**PROMPT**.
Within the listing below, how many lines hold "positive"? Reply with that number and no other text.
---- DATA SHOWN
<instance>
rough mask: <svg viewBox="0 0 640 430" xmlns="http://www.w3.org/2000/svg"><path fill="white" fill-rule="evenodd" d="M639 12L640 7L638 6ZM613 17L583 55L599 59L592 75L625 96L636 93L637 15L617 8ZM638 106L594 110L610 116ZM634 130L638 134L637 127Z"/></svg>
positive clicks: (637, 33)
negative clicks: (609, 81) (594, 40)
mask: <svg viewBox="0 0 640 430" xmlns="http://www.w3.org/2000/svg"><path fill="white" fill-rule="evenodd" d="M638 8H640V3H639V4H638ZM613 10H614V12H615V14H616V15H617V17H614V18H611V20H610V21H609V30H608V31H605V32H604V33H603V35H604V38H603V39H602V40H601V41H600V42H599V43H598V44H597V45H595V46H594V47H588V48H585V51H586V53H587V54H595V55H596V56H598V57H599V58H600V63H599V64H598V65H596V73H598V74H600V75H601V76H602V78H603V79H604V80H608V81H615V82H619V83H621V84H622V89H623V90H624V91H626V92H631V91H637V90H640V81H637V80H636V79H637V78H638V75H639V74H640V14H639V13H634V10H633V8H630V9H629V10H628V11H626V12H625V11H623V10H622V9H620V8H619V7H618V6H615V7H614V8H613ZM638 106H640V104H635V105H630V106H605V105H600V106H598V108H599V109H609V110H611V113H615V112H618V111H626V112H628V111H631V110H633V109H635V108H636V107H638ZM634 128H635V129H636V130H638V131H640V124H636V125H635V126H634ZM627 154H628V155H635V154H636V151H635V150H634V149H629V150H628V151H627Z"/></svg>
--------
---- DATA SHOWN
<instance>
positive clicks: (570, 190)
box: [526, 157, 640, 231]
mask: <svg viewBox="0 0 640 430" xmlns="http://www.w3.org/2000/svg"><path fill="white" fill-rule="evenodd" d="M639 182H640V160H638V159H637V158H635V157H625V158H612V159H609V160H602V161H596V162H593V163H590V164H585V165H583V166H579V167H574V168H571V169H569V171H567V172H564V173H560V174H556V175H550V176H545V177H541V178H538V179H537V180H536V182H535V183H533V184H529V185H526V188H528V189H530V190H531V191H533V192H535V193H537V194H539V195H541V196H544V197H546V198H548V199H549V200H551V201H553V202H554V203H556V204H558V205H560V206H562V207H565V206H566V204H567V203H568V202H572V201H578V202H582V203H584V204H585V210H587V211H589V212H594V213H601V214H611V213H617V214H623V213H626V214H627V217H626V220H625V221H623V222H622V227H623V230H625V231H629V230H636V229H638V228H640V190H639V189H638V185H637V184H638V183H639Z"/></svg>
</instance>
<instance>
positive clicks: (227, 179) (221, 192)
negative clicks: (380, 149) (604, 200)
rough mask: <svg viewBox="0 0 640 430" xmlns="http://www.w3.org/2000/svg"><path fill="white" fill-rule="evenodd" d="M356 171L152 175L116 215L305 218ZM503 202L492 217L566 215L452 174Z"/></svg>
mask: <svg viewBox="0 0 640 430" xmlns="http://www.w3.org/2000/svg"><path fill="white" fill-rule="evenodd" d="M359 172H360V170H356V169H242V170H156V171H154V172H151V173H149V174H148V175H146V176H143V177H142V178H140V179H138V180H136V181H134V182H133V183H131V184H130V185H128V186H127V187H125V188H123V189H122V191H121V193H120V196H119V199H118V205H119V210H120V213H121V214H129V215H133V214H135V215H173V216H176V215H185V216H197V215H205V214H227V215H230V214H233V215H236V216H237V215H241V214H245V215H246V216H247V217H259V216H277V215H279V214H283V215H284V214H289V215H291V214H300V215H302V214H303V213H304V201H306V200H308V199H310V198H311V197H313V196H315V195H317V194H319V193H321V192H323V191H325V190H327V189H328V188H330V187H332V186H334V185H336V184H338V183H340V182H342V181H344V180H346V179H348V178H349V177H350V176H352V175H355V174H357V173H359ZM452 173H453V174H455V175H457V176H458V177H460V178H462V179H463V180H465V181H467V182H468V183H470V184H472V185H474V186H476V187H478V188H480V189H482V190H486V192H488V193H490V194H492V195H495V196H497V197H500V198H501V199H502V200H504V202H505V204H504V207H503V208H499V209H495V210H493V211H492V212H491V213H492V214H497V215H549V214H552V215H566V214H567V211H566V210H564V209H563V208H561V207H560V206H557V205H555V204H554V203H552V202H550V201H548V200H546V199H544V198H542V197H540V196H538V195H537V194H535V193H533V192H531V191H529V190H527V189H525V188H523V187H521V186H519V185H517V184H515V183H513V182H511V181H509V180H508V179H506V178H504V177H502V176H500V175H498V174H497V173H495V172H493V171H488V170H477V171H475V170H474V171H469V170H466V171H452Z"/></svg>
--------
---- DATA SHOWN
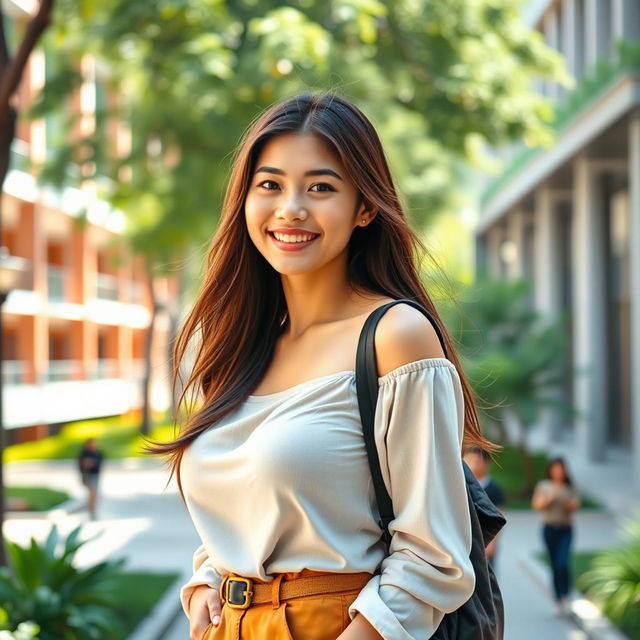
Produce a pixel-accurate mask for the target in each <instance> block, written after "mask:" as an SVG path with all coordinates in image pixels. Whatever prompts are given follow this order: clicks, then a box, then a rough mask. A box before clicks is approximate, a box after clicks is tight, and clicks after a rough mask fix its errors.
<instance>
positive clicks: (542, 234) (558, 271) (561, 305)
--------
**ANSWER BOX**.
4